* Document:
+ + + + + + +

Drew Barrymore and Will Kopelman got divorced six years ago and I don’t think she’s really publicly dated anyone since. Drew did a cover interview with People Magazine recently and talked a little bit about her divorce and a lot a bit about dating. What Drew says about dating is vague, but relatable. Her children are young and she has a lot of irons in the fire with work, she’s been ghosted, it’s hard to meet people, and she’s not looking for just a hookup. Stars, they’re just like us, huh.
Drew Barrymore is dating — but it’s not her “priority” right now.
“Every once in a while, I think I force myself to put myself out there almost as a box to check,” she shares in this week’s issue of PEOPLE. “I am like, oh, let’s not lose sight of this.”
But her busy schedule as host of The Drew Barrymore Show, her Drew’s News podcast as well as running her Flower Beauty and Beautiful home line makes dating difficult.
“I’m such a mom and I’m so under the workload and I love being with my friends and I love being alone, so where does [dating] fit in? I struggle with it,” she says. “My kids aren’t old enough and my life isn’t quiet enough.”

+ + + + + + +

[A block of data]
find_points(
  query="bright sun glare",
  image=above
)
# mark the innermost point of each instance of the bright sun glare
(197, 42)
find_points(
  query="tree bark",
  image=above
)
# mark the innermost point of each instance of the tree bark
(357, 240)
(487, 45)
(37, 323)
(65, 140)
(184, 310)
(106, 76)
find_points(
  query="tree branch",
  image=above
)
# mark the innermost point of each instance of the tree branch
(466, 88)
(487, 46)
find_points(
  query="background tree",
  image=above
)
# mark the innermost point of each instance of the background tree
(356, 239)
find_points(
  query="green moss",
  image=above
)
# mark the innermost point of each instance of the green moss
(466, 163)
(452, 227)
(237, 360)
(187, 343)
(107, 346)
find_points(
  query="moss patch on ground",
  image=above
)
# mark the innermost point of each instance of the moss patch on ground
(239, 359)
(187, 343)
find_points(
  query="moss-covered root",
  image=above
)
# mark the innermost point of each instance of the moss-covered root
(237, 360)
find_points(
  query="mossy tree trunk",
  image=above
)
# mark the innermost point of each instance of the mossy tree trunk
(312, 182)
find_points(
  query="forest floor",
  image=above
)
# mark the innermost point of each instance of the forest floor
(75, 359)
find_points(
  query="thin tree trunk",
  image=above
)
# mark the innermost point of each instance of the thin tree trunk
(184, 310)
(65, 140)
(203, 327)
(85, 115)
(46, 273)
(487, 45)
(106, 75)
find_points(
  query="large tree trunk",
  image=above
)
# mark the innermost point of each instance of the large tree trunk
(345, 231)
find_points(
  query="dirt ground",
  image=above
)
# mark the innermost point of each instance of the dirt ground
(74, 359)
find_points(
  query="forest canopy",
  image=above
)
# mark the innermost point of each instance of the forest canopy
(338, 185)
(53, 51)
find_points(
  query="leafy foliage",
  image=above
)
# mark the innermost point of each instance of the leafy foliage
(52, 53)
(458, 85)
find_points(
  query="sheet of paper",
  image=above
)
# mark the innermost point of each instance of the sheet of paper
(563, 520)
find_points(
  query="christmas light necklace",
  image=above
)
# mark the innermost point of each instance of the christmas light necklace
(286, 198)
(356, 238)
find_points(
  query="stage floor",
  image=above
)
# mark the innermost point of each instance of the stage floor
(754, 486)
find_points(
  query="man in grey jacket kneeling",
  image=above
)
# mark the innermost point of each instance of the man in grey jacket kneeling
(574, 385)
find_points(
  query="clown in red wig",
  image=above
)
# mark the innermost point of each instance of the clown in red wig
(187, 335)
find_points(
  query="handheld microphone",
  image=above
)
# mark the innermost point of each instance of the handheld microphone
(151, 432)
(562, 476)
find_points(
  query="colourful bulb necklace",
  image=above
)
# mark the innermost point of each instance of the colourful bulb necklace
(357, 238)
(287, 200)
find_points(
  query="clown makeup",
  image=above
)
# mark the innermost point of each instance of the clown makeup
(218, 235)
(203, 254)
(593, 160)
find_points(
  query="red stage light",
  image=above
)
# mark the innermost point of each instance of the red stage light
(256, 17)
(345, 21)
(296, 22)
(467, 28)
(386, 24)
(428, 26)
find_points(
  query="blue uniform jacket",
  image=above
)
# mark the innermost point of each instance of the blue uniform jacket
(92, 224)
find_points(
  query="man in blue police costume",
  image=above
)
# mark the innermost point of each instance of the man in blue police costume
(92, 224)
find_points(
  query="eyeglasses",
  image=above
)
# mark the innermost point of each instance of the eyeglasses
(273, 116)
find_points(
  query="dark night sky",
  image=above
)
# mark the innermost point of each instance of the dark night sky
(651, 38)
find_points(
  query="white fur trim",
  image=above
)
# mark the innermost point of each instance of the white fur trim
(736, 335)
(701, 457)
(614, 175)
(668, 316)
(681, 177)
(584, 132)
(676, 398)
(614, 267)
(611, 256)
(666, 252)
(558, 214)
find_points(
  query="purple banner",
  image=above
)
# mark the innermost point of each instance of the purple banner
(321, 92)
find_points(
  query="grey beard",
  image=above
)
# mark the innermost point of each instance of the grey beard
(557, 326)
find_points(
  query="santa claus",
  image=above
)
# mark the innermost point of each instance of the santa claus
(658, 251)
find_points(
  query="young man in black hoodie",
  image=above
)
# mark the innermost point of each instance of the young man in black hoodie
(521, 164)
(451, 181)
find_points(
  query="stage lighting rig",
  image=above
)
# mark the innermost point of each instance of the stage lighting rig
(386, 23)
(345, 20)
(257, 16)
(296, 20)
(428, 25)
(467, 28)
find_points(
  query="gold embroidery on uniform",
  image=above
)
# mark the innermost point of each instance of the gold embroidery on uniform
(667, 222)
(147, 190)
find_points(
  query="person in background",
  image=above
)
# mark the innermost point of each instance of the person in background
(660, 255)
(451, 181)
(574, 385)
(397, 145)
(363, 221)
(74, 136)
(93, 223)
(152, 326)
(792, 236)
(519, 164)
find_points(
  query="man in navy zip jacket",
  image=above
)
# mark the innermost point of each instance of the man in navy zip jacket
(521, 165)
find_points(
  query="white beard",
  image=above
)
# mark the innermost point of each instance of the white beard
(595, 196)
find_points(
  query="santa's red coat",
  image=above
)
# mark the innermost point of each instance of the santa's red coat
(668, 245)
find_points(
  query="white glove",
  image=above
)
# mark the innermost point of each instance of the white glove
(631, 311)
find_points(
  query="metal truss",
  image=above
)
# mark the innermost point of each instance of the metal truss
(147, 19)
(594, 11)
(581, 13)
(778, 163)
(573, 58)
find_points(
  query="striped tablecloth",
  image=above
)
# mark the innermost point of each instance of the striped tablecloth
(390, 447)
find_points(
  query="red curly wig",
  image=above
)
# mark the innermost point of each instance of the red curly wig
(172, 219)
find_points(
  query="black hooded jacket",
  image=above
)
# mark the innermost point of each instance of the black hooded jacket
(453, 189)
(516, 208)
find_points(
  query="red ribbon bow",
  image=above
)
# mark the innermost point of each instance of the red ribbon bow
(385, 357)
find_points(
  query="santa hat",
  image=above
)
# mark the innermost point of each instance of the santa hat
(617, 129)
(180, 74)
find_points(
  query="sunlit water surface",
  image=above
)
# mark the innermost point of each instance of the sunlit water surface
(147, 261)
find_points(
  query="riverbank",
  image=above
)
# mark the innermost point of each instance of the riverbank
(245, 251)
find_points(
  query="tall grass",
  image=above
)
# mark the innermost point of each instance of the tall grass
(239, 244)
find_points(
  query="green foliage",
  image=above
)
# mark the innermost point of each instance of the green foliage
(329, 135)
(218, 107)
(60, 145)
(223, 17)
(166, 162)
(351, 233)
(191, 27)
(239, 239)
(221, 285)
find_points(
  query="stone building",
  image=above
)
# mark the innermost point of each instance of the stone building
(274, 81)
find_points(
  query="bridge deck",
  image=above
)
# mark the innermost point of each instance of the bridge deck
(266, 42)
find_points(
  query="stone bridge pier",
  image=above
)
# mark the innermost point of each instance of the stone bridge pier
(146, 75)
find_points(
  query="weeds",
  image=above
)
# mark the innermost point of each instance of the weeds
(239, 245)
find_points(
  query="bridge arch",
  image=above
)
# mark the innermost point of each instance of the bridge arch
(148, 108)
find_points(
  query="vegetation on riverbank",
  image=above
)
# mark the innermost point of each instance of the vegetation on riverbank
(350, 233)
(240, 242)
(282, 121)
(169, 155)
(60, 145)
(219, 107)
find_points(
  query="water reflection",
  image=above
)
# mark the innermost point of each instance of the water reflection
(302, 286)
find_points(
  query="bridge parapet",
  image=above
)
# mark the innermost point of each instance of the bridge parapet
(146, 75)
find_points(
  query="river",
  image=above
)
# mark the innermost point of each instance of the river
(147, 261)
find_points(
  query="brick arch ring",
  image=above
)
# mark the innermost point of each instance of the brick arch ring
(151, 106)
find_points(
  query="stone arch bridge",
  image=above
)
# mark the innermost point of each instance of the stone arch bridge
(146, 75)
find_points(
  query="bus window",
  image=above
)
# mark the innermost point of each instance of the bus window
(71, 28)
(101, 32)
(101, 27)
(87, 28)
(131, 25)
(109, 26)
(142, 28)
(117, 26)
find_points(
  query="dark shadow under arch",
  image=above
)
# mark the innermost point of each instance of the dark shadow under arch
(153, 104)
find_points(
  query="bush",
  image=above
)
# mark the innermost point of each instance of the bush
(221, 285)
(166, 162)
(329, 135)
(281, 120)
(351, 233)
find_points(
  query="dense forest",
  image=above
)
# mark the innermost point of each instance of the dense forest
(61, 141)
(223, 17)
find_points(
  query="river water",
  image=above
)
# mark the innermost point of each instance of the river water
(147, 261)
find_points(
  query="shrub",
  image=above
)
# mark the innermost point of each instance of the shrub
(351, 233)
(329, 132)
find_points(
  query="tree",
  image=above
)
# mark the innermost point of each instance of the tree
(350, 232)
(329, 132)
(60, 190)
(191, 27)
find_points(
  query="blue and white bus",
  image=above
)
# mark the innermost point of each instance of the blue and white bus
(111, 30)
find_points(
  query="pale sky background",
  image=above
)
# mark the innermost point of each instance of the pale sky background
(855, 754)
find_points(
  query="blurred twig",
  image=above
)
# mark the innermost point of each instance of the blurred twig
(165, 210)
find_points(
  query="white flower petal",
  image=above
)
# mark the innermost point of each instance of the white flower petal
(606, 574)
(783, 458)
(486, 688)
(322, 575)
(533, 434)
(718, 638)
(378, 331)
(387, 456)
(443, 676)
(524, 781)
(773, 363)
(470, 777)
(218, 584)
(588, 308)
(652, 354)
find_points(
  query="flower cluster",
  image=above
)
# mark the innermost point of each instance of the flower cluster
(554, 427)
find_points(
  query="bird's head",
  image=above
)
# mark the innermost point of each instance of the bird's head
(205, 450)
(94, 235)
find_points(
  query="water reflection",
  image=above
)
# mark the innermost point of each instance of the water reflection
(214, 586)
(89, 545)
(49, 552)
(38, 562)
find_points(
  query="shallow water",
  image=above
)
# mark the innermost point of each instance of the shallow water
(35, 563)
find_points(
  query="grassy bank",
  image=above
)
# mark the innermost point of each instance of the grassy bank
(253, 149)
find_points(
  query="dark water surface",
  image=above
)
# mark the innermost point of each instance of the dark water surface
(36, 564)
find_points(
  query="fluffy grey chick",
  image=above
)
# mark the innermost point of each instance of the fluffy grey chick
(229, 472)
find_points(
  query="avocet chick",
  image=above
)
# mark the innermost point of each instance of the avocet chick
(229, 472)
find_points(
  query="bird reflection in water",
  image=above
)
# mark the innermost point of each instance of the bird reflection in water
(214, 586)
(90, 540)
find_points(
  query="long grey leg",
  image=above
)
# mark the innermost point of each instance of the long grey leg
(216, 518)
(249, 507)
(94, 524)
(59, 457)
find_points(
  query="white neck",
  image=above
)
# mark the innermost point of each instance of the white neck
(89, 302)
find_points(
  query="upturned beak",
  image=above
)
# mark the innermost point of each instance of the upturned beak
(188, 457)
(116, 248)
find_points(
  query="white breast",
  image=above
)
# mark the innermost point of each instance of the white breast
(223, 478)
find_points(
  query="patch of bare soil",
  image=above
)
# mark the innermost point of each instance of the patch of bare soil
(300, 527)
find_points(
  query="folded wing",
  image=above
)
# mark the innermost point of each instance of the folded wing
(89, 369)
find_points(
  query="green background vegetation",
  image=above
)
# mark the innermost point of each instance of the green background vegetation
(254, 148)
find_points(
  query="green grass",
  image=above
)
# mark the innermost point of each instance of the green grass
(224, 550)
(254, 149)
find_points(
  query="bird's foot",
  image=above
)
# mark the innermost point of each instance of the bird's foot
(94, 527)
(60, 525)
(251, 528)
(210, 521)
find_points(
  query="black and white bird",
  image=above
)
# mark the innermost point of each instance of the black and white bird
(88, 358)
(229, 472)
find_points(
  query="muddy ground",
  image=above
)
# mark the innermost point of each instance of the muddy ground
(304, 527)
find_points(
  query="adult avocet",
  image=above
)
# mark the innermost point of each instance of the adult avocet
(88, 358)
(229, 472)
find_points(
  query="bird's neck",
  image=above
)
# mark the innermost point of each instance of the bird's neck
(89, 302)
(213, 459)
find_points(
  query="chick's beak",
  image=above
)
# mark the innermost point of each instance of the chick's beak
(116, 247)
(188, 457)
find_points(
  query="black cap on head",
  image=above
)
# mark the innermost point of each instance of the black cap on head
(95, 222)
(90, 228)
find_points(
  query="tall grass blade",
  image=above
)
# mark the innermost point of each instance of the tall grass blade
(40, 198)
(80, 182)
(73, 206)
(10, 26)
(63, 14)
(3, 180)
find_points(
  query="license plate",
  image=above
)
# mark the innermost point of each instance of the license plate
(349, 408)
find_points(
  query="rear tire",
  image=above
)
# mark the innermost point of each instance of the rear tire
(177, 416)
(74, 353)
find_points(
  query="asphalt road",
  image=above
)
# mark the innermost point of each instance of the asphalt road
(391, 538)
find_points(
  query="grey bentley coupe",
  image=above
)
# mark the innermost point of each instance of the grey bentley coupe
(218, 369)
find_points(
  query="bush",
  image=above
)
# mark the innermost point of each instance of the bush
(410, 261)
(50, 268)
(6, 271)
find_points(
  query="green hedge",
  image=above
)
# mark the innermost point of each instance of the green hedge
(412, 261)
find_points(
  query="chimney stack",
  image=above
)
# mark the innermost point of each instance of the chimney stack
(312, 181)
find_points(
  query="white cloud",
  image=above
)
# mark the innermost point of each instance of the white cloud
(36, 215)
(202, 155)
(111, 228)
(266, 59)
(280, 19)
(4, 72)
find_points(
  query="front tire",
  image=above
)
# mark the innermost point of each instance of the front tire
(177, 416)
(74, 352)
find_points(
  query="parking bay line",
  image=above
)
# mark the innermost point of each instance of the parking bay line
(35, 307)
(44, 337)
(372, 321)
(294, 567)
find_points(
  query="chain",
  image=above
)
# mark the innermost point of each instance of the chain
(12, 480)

+ + + + + + +

* Task objective: According to the Drew Barrymore article, why does she find dating difficult? Answer in one to three sentences. Rely only on the Drew Barrymore article for your answers.

* Response to this task: Her busy schedule makes dating hard: she hosts The Drew Barrymore Show, has the Drew's News podcast, and runs her Flower Beauty and Beautiful home line. She also says she is "such a mom," is under a heavy workload, and loves time with friends and alone, adding that her kids aren't old enough and her life isn't quiet enough.